__Material provided__
* * * * * * * * *
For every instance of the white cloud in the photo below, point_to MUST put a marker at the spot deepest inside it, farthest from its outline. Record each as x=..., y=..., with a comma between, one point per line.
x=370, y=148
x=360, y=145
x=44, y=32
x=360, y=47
* * * * * * * * *
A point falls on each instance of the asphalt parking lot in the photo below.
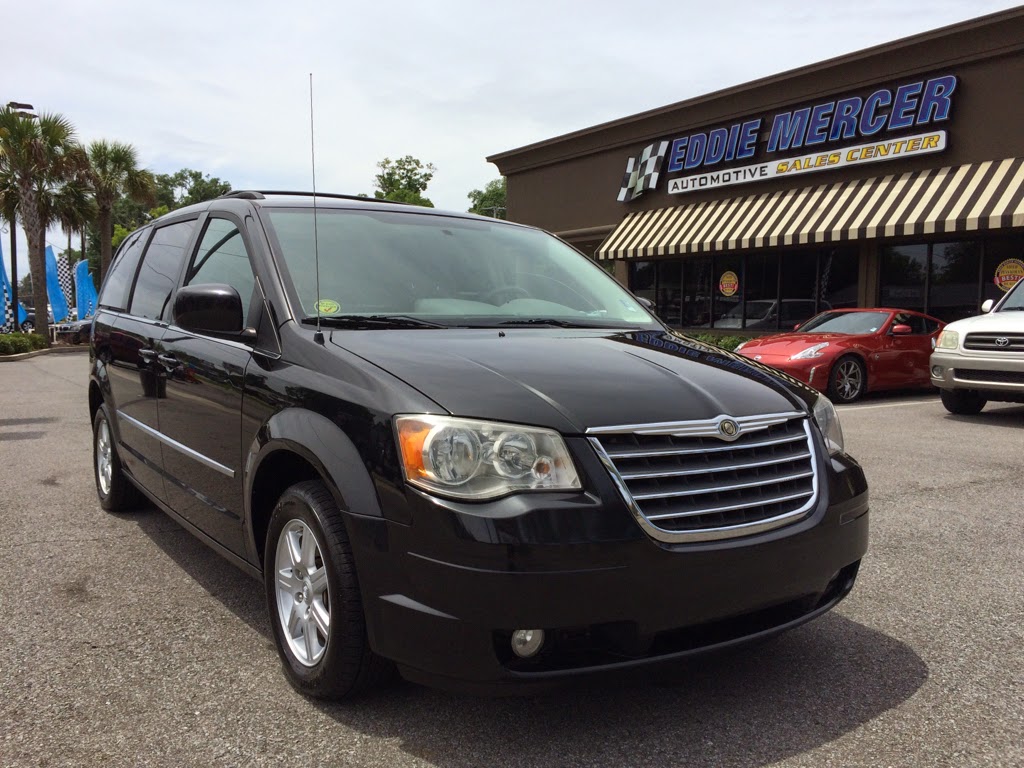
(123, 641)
* * * * * * * * *
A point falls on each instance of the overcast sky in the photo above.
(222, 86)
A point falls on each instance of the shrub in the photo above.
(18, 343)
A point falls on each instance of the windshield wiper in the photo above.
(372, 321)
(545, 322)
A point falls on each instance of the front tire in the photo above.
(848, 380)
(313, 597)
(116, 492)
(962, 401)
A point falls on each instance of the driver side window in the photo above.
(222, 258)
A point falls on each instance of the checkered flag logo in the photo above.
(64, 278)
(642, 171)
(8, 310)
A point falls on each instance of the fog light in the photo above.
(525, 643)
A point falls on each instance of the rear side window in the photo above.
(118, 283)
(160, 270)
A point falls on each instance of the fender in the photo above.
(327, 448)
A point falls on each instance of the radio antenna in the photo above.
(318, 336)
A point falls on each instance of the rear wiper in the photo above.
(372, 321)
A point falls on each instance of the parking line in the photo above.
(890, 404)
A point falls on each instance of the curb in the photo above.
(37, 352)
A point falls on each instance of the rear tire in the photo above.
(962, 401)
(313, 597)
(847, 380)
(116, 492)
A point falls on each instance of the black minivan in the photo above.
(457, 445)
* * * * * * * * *
Swap "white cloud" for "gray cloud" in the lines, starting with the line that contains "For every instance" and going on through the line that contains "x=360, y=47". Give back only those lines, with nothing else changed.

For every instance of the gray cloud in the photo below, point_to MUST put a marker at the spot deepest inside it, farthest from its outline. Record each as x=..., y=..., with a comma between, one point per line.
x=370, y=148
x=360, y=145
x=44, y=32
x=360, y=47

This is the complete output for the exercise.